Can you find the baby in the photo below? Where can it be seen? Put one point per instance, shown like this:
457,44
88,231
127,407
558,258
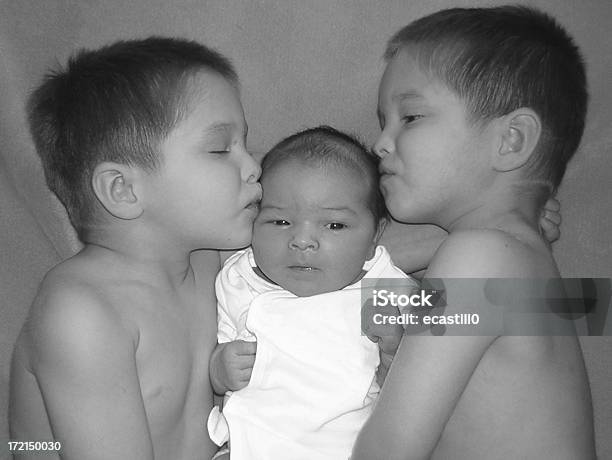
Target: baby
297,292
+-------+
• _Task_:
Transcribe the listing word for word, but keep its pictures out of the copy.

• _Task output_:
Can you find the baby in the photo below? Where can it be seen? Put one point per instance, shown like this:
457,44
88,231
127,407
558,258
Target: baby
297,292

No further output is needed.